▶

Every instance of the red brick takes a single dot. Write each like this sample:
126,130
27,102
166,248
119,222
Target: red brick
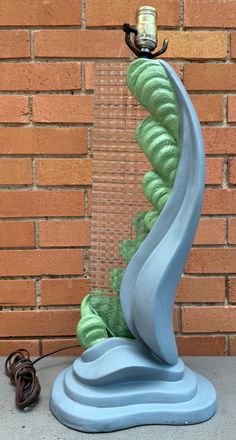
232,170
213,76
201,345
14,43
209,319
219,140
100,12
17,293
214,170
195,45
41,262
49,345
64,233
40,76
7,346
73,43
219,201
231,108
89,203
64,171
40,13
17,234
210,231
89,76
64,291
41,140
232,345
39,323
210,13
232,289
201,289
14,109
211,260
63,108
232,231
15,171
210,108
41,203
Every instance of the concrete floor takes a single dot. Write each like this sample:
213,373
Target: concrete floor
39,424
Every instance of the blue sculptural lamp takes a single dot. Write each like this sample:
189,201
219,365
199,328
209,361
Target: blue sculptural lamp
121,382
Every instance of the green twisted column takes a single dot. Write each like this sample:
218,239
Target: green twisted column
159,138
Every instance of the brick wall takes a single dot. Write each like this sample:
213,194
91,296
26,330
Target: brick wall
48,50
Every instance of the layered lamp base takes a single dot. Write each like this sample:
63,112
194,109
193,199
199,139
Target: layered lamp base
119,384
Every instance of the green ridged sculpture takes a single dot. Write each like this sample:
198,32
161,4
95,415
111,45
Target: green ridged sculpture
159,138
124,381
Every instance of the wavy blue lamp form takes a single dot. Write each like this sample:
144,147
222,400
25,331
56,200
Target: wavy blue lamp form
121,382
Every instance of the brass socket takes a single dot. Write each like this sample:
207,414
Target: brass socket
146,25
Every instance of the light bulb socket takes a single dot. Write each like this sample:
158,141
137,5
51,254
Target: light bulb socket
146,25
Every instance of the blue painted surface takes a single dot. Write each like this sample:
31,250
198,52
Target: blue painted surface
121,383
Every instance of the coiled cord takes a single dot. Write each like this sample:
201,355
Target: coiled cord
20,369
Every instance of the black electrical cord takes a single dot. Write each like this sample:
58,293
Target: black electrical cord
20,369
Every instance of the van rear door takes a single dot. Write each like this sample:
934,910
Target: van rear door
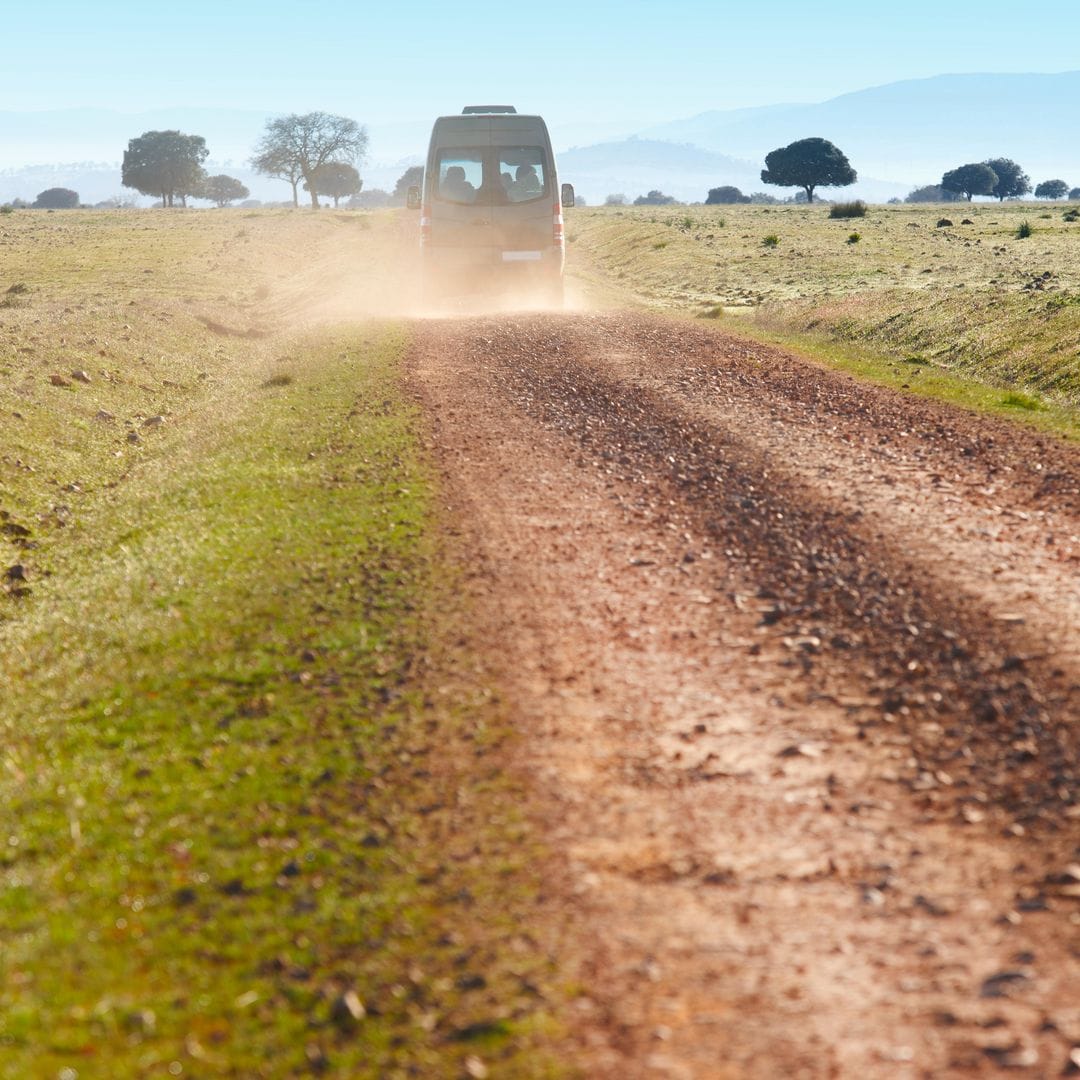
462,216
522,159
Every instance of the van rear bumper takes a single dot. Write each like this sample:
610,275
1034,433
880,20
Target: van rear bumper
460,271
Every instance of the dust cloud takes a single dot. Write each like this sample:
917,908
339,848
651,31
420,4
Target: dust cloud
368,267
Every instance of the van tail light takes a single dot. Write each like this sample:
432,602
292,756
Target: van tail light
556,226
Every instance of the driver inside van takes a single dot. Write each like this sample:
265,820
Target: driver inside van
455,186
527,185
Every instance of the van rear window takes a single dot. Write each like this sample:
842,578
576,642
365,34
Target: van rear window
505,174
522,172
460,174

◀

- WORK TO COMPLETE -
Give back every line of the material above word for word, leaving out the pictures.

- TASK SOLUTION -
Every instance of the red brick takes a single dot. Write each like this sample:
126,130
27,102
166,248
119,222
Target: red brick
232,170
213,76
201,345
14,43
209,319
219,140
100,12
17,293
214,170
195,45
41,262
49,345
64,233
40,76
7,346
73,43
219,201
231,108
89,203
64,171
40,13
17,234
210,231
89,76
64,291
41,140
232,345
39,323
210,13
232,289
201,289
14,109
211,260
63,108
232,231
15,171
210,108
41,203
Every instance of the concrete floor takes a single dot. Write each like this sample:
213,373
Target: concrete floor
39,424
Every instance of the blue sculptural lamp takes a single dot. Write each like this sample:
189,201
219,365
199,328
209,361
Target: blue sculptural lamp
121,382
Every instance of the green twisted column takes a single dot. Write each like this sample:
218,239
Target: green twisted column
159,138
Every instance of the brick wall takes a single dot. Write each like this sample:
213,194
91,296
26,330
Target: brick wall
48,50
Every instance of the layered lamp base takes a single dot. Write each like this sample:
63,112
194,109
193,199
199,139
Target: layered lamp base
119,384
Every instance of the green ridged sculpture takes a single dot. Write each like this sample:
198,32
161,4
95,415
111,45
Target: green ridged sculpture
159,138
124,381
Every instance of the wavy blue lamp form takes a single dot. Write each like this sample:
144,147
222,400
25,331
56,200
Target: wavy blue lamp form
121,382
Every instance of the brass socket takes a single dot. Write each like this sample:
207,414
Target: brass socket
146,25
Every instance of the light bulb socket takes a single dot. Write each like this sample:
158,141
137,5
51,254
Target: light bulb socket
146,25
Every instance of the blue painted surface takes a single dot. Write each like this sample:
31,250
198,52
Target: blue painted surface
121,383
Every instance of the coiled cord takes a single dot. Write each like this sample:
201,355
Target: coiled cord
20,369
Every instance of the black electrical cord takes a single dot. Write each like this sample:
58,293
Target: black electrical cord
20,369
Every instance of the van rear door takes a single dot. Write each like this sample:
934,910
Target: van rear door
462,216
522,159
Every instance of the van rear bumper takes a single dot. Write each like this sample:
610,275
1034,433
880,20
Target: van rear bumper
460,271
Every instance of the dust cloud takes a single dot. Write each like this sample:
917,908
339,848
651,31
420,4
Target: dust cloud
368,267
Every instance of the van tail light takes a single dot. Write each like this sample:
432,602
292,756
Target: van tail light
556,226
Every instance of the driver inside van takes a single dot. Write each like this sample:
265,820
Target: driver inside van
455,186
527,185
Every instance of the van rear window takes a single dot. Write each like this sample:
842,578
576,642
365,34
Target: van rear window
505,174
522,172
460,174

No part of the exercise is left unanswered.